> **Tasks**
**1)** In the text on gym bacteria below, list every body part named as a place where MRSA may appear.
**2)** From the text on gym bacteria below, print the passage that begins at the words "The legionella bacteria" and ends after the words "in death sometimes.".

> **Text section**
The legionella bacteria cause Legionnaires’ disease, a flu-like infection, which, according to the Centers for Disease Control and Prevention (CDC), can grow and multiply in various parts of a building’s water system, especially in warm water.
Showers and spas at large gyms in Orlando, Florida lacked enough hydrochlorinated solution and were the reason for outbreaks of Legionnaire’s. Most people recover from the infection, although it can result in death sometimes.
Methicillin-resistant Staphylococcus aureus (MRSA) is the big, bad wolf of gym-loving bacteria. It may appear as a boil or pimples on exposed skin, such as the arms, legs, or back. You spread MRSA through contact with a shared towel or razor, or exercise equipment surfaces.
MRSA is resistant to most antibiotics, which is what makes it so potentially dangerous. Therefore, if boil or pimples become very inflamed and grow rapidly, then you absolutely must have it checked out immediately. It really can kill.

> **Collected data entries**
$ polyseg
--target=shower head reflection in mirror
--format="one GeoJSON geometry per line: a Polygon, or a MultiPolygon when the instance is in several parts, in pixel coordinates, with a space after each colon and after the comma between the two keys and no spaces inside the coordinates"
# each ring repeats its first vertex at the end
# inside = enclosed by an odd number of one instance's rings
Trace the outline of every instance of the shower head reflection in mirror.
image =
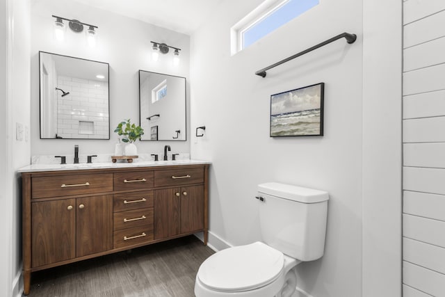
{"type": "Polygon", "coordinates": [[[39,66],[40,138],[110,139],[108,63],[40,51],[39,66]]]}
{"type": "Polygon", "coordinates": [[[140,140],[186,141],[186,97],[185,77],[139,70],[140,140]]]}

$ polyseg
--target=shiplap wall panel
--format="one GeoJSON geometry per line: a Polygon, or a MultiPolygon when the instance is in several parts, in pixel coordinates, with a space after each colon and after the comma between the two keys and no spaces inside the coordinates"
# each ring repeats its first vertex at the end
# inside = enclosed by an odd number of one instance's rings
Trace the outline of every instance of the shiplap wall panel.
{"type": "Polygon", "coordinates": [[[432,295],[427,294],[414,288],[403,285],[403,297],[431,297],[432,295]]]}
{"type": "Polygon", "coordinates": [[[445,221],[445,195],[403,192],[403,213],[445,221]]]}
{"type": "Polygon", "coordinates": [[[403,189],[445,195],[445,169],[405,167],[403,189]]]}
{"type": "Polygon", "coordinates": [[[406,262],[403,283],[435,297],[445,297],[445,275],[406,262]]]}
{"type": "Polygon", "coordinates": [[[445,0],[403,24],[403,297],[445,297],[445,0]]]}
{"type": "Polygon", "coordinates": [[[445,142],[445,116],[403,120],[403,134],[405,143],[445,142]]]}
{"type": "Polygon", "coordinates": [[[403,51],[403,71],[412,71],[443,63],[445,62],[445,55],[443,54],[444,52],[444,37],[406,49],[403,51]]]}
{"type": "Polygon", "coordinates": [[[444,0],[409,0],[403,2],[403,24],[445,10],[444,0]]]}
{"type": "Polygon", "coordinates": [[[445,143],[403,144],[403,166],[445,168],[445,143]]]}
{"type": "MultiPolygon", "coordinates": [[[[445,57],[445,54],[442,56],[445,57]]],[[[445,115],[445,90],[403,97],[404,119],[440,115],[445,115]]]]}
{"type": "Polygon", "coordinates": [[[403,214],[403,236],[405,237],[445,248],[444,234],[445,234],[445,222],[403,214]]]}
{"type": "Polygon", "coordinates": [[[403,259],[445,273],[445,248],[407,238],[403,239],[403,259]]]}
{"type": "Polygon", "coordinates": [[[403,28],[403,48],[445,35],[445,11],[407,24],[403,28]]]}
{"type": "MultiPolygon", "coordinates": [[[[445,15],[444,15],[445,19],[445,15]]],[[[445,28],[445,24],[444,24],[445,28]]],[[[445,90],[445,64],[403,74],[403,95],[445,90]]]]}

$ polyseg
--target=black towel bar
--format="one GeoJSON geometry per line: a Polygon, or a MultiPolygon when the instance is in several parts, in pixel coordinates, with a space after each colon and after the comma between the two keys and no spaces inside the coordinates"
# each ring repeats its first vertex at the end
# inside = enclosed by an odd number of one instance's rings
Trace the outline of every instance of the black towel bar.
{"type": "Polygon", "coordinates": [[[271,65],[270,66],[266,67],[265,68],[261,69],[261,70],[258,70],[257,72],[255,72],[255,74],[257,75],[259,75],[260,77],[266,77],[266,72],[267,70],[268,70],[269,69],[273,68],[274,67],[277,67],[280,65],[282,65],[286,62],[288,62],[291,60],[293,60],[297,57],[299,57],[300,56],[302,56],[305,54],[309,53],[309,51],[312,51],[314,49],[316,49],[319,47],[323,47],[329,43],[331,43],[333,41],[337,40],[337,39],[340,39],[340,38],[345,38],[346,39],[346,41],[348,42],[348,43],[354,43],[355,42],[355,40],[357,40],[357,35],[355,34],[350,34],[348,33],[343,33],[341,34],[337,35],[335,37],[333,37],[330,39],[328,39],[327,40],[323,41],[321,43],[318,43],[316,45],[314,45],[312,47],[309,47],[307,49],[305,49],[302,51],[299,52],[298,54],[296,54],[293,56],[291,56],[287,58],[285,58],[284,60],[280,61],[280,62],[277,62],[275,64],[271,65]]]}

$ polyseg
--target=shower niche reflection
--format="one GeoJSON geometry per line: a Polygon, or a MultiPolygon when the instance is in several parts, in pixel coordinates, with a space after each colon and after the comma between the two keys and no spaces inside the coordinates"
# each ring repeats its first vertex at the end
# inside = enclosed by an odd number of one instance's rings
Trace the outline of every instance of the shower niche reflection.
{"type": "Polygon", "coordinates": [[[139,70],[141,141],[186,141],[186,78],[139,70]]]}
{"type": "Polygon", "coordinates": [[[39,51],[41,139],[110,139],[109,65],[39,51]]]}

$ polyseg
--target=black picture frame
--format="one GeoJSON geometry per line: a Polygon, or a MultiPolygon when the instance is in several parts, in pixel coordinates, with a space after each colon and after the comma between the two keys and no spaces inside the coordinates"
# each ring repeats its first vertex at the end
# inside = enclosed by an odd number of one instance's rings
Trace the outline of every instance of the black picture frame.
{"type": "Polygon", "coordinates": [[[325,83],[270,95],[270,137],[323,136],[325,83]]]}

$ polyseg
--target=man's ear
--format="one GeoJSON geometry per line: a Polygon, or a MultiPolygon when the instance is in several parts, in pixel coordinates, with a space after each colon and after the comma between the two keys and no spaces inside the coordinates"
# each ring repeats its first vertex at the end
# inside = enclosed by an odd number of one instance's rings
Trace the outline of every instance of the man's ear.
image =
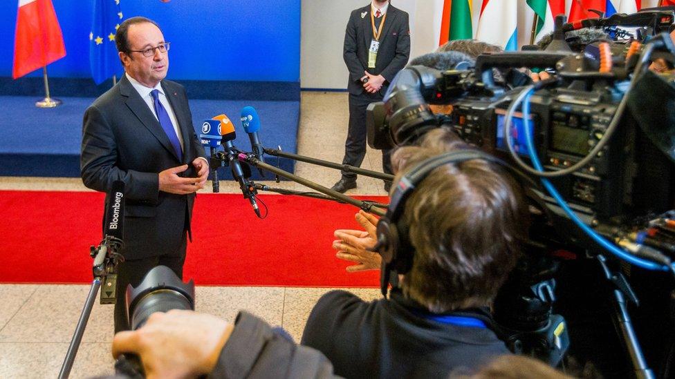
{"type": "Polygon", "coordinates": [[[122,51],[118,52],[118,55],[120,56],[120,60],[122,61],[122,66],[123,67],[127,67],[127,64],[131,59],[131,57],[127,55],[126,52],[122,51]]]}

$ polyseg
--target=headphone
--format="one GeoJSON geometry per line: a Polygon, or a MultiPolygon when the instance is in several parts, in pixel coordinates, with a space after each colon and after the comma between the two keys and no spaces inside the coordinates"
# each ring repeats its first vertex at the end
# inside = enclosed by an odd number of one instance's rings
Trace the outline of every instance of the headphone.
{"type": "Polygon", "coordinates": [[[409,226],[400,220],[405,210],[405,202],[415,188],[434,169],[449,163],[473,159],[483,159],[511,169],[501,159],[486,153],[460,150],[436,155],[422,162],[398,181],[391,195],[387,213],[378,222],[376,232],[378,244],[375,250],[382,256],[380,288],[385,297],[389,284],[391,282],[392,286],[397,286],[398,274],[405,274],[412,268],[415,249],[410,242],[409,226]]]}

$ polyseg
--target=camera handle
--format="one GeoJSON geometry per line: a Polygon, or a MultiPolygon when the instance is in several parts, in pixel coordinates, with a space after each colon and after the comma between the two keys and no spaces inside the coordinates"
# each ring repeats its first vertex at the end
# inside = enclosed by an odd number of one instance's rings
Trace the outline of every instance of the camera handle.
{"type": "MultiPolygon", "coordinates": [[[[269,153],[267,152],[267,149],[266,149],[265,153],[270,154],[269,153]]],[[[272,154],[270,155],[271,155],[272,154]]],[[[334,199],[338,199],[341,202],[344,202],[349,204],[353,205],[354,206],[363,209],[366,212],[369,212],[371,213],[373,213],[380,217],[385,215],[385,212],[382,211],[381,209],[378,208],[378,207],[373,206],[373,203],[371,202],[357,200],[356,199],[350,197],[349,196],[347,196],[346,195],[343,195],[342,193],[340,193],[336,191],[333,191],[328,187],[324,187],[320,184],[315,183],[314,182],[307,180],[304,177],[301,177],[297,175],[293,175],[288,171],[281,170],[281,168],[277,168],[274,166],[261,162],[259,159],[256,158],[253,154],[244,154],[243,153],[241,153],[239,155],[237,155],[237,158],[240,162],[248,163],[254,167],[258,168],[262,168],[263,170],[266,170],[273,174],[285,177],[286,179],[289,179],[296,183],[299,183],[303,186],[309,187],[315,191],[317,191],[322,193],[328,195],[329,196],[334,199]]]]}
{"type": "Polygon", "coordinates": [[[631,288],[626,277],[619,271],[612,270],[607,265],[607,258],[602,254],[598,255],[598,261],[602,267],[602,271],[607,280],[611,283],[612,298],[614,303],[614,326],[617,332],[623,338],[628,355],[633,365],[636,378],[653,379],[654,372],[647,365],[640,343],[633,329],[633,322],[626,305],[627,298],[629,301],[638,305],[638,298],[631,288]]]}

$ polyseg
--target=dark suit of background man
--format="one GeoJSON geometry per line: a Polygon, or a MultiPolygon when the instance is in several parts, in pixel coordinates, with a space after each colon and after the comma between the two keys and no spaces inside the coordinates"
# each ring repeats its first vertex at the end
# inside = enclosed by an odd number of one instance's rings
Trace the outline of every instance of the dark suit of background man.
{"type": "MultiPolygon", "coordinates": [[[[410,28],[408,14],[387,1],[373,0],[354,10],[344,35],[344,63],[349,70],[349,129],[342,164],[360,167],[366,155],[366,108],[382,100],[389,82],[408,61],[410,28]]],[[[389,151],[383,150],[382,170],[391,173],[389,151]]],[[[389,191],[389,182],[385,189],[389,191]]],[[[333,189],[356,188],[356,175],[342,171],[333,189]]]]}
{"type": "Polygon", "coordinates": [[[126,20],[115,37],[126,74],[86,110],[82,182],[109,191],[126,184],[126,261],[118,266],[115,331],[129,329],[127,284],[138,285],[157,265],[183,277],[195,192],[209,167],[192,126],[185,88],[165,80],[169,44],[154,21],[126,20]]]}

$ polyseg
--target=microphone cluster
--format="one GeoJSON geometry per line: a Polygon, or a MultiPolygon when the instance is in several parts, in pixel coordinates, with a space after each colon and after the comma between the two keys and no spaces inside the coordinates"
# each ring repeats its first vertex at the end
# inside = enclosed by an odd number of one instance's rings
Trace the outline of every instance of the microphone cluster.
{"type": "MultiPolygon", "coordinates": [[[[250,140],[252,154],[259,159],[261,159],[263,154],[263,147],[258,137],[260,119],[255,108],[252,106],[244,107],[241,110],[241,121],[250,140]]],[[[221,166],[221,162],[224,162],[232,169],[232,177],[239,182],[243,197],[250,202],[256,215],[262,218],[256,201],[257,191],[255,188],[255,184],[250,179],[250,168],[246,164],[242,166],[237,159],[241,151],[234,146],[233,141],[237,138],[237,133],[234,130],[234,125],[230,118],[223,114],[215,116],[211,119],[205,120],[202,125],[202,134],[200,135],[200,138],[202,146],[205,148],[210,148],[211,150],[213,192],[219,191],[218,173],[216,170],[221,166]],[[223,147],[223,150],[218,151],[218,148],[221,146],[223,147]]],[[[259,168],[259,170],[262,175],[262,171],[259,168]]]]}

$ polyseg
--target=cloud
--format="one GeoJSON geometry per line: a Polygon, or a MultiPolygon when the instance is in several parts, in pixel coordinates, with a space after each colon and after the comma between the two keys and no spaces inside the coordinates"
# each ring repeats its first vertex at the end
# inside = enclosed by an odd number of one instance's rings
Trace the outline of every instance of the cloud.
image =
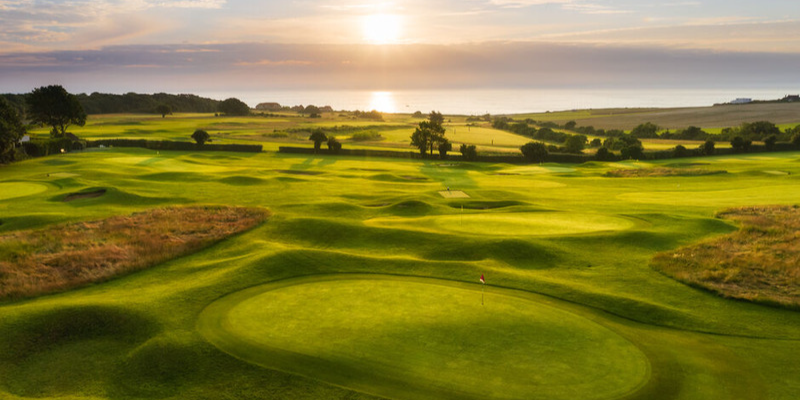
{"type": "Polygon", "coordinates": [[[87,92],[741,88],[796,83],[799,64],[798,54],[541,42],[138,45],[0,55],[0,85],[21,92],[53,80],[87,92]]]}

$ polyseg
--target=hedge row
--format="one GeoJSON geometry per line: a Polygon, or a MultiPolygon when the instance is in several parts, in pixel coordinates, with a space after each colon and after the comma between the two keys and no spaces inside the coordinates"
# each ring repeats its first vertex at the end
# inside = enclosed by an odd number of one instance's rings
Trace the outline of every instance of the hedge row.
{"type": "Polygon", "coordinates": [[[240,153],[260,153],[260,144],[211,144],[199,145],[192,142],[173,142],[169,140],[145,139],[101,139],[87,142],[88,147],[141,147],[151,150],[179,150],[179,151],[233,151],[240,153]]]}

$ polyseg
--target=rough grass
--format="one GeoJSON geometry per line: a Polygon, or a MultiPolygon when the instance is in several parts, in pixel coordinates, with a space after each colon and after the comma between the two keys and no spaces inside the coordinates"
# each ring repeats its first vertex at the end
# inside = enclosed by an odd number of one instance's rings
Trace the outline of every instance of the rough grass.
{"type": "Polygon", "coordinates": [[[800,208],[742,207],[719,216],[741,229],[660,253],[653,267],[725,297],[800,309],[800,208]]]}
{"type": "Polygon", "coordinates": [[[725,173],[727,173],[727,171],[704,168],[641,168],[615,169],[606,172],[606,176],[615,178],[642,178],[658,176],[705,176],[725,173]]]}
{"type": "Polygon", "coordinates": [[[0,299],[68,290],[147,268],[251,229],[268,216],[258,208],[159,208],[3,235],[0,299]]]}

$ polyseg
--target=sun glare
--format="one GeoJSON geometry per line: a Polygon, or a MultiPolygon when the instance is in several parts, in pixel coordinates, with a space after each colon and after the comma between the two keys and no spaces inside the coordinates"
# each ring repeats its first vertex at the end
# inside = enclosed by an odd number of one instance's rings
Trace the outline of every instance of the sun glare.
{"type": "Polygon", "coordinates": [[[397,15],[374,14],[364,17],[364,40],[372,44],[390,44],[400,40],[402,19],[397,15]]]}
{"type": "Polygon", "coordinates": [[[388,113],[397,112],[397,106],[394,103],[394,95],[392,92],[372,92],[369,101],[369,109],[388,113]]]}

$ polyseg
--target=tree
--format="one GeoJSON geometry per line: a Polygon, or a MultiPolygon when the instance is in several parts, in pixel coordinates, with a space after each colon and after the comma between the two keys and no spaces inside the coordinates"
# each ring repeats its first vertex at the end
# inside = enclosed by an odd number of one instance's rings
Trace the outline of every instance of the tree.
{"type": "Polygon", "coordinates": [[[28,116],[33,123],[52,126],[53,137],[64,137],[70,125],[86,124],[86,112],[78,98],[60,85],[34,89],[28,96],[28,116]]]}
{"type": "Polygon", "coordinates": [[[767,148],[767,151],[772,151],[775,148],[775,143],[778,142],[778,137],[775,135],[770,135],[768,138],[764,139],[764,147],[767,148]]]}
{"type": "Polygon", "coordinates": [[[17,109],[0,97],[0,164],[14,161],[14,147],[24,134],[17,109]]]}
{"type": "Polygon", "coordinates": [[[583,152],[588,139],[583,135],[570,135],[564,142],[564,151],[567,153],[580,154],[583,152]]]}
{"type": "Polygon", "coordinates": [[[156,106],[156,112],[161,114],[161,118],[164,118],[167,114],[172,115],[172,107],[166,104],[159,104],[156,106]]]}
{"type": "Polygon", "coordinates": [[[752,140],[744,140],[741,136],[737,136],[731,140],[731,147],[733,147],[733,151],[736,153],[746,153],[750,150],[752,144],[752,140]]]}
{"type": "Polygon", "coordinates": [[[461,151],[461,157],[467,161],[476,161],[478,159],[478,150],[474,144],[462,144],[459,150],[461,151]]]}
{"type": "Polygon", "coordinates": [[[331,136],[328,138],[328,151],[333,154],[339,154],[339,150],[342,149],[342,144],[336,140],[335,136],[331,136]]]}
{"type": "Polygon", "coordinates": [[[308,140],[314,141],[314,153],[318,153],[319,148],[322,147],[322,142],[328,140],[328,137],[325,136],[325,132],[322,132],[321,129],[316,129],[311,132],[311,136],[308,137],[308,140]]]}
{"type": "Polygon", "coordinates": [[[661,128],[658,125],[651,122],[645,122],[636,128],[633,128],[631,131],[631,136],[635,138],[657,138],[659,130],[661,130],[661,128]]]}
{"type": "Polygon", "coordinates": [[[231,97],[219,103],[217,111],[229,116],[245,116],[250,115],[250,106],[235,97],[231,97]]]}
{"type": "Polygon", "coordinates": [[[713,156],[716,151],[714,144],[713,140],[706,140],[705,143],[700,145],[700,152],[705,156],[713,156]]]}
{"type": "Polygon", "coordinates": [[[614,154],[608,151],[607,148],[601,147],[597,149],[597,153],[594,154],[594,158],[597,161],[611,161],[614,159],[614,154]]]}
{"type": "Polygon", "coordinates": [[[543,162],[547,158],[547,146],[542,142],[528,142],[519,149],[530,162],[543,162]]]}
{"type": "Polygon", "coordinates": [[[641,145],[625,146],[619,151],[619,155],[625,160],[640,160],[644,158],[644,147],[641,145]]]}
{"type": "Polygon", "coordinates": [[[302,114],[308,114],[308,116],[311,118],[319,118],[320,114],[322,114],[322,111],[320,111],[319,107],[317,106],[308,105],[303,110],[302,114]]]}
{"type": "Polygon", "coordinates": [[[442,115],[440,112],[431,111],[431,113],[428,114],[428,121],[430,121],[432,124],[441,125],[444,123],[444,115],[442,115]]]}
{"type": "Polygon", "coordinates": [[[202,129],[198,129],[194,131],[194,133],[192,134],[192,139],[194,139],[194,141],[197,142],[197,144],[203,145],[205,142],[211,141],[211,135],[209,135],[208,132],[202,129]]]}
{"type": "Polygon", "coordinates": [[[437,122],[443,120],[441,115],[435,111],[431,112],[431,120],[420,122],[411,134],[411,145],[418,148],[423,156],[426,150],[430,150],[430,154],[433,155],[433,149],[446,140],[444,127],[441,122],[437,122]]]}
{"type": "Polygon", "coordinates": [[[442,139],[439,143],[439,157],[444,160],[447,158],[447,152],[453,150],[453,144],[447,139],[442,139]]]}
{"type": "Polygon", "coordinates": [[[675,157],[675,158],[688,157],[689,156],[689,150],[687,150],[686,147],[684,147],[682,145],[677,145],[677,146],[675,146],[675,149],[672,150],[672,156],[675,157]]]}

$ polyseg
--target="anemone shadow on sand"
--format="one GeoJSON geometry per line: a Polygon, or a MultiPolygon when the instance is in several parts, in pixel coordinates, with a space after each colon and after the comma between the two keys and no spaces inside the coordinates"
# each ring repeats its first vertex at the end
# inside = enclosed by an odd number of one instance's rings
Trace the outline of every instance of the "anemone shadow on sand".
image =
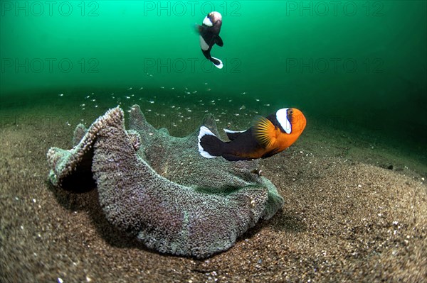
{"type": "MultiPolygon", "coordinates": [[[[211,115],[202,124],[218,133],[211,115]]],[[[107,222],[147,248],[205,258],[228,250],[282,207],[275,187],[254,173],[256,160],[203,157],[198,131],[171,136],[148,123],[137,105],[129,127],[119,107],[88,129],[78,125],[72,149],[48,151],[48,179],[70,192],[95,180],[107,222]]]]}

> **Task solutions**
**1)** Arms, legs, back

**2)**
The legionella bacteria cause Legionnaires’ disease, a flu-like infection, which, according to the Centers for Disease Control and Prevention (CDC), can grow and multiply in various parts of a building’s water system, especially in warm water.
Showers and spas at large gyms in Orlando, Florida lacked enough hydrochlorinated solution and were the reason for outbreaks of Legionnaire’s. Most people recover from the infection, although it can result in death sometimes.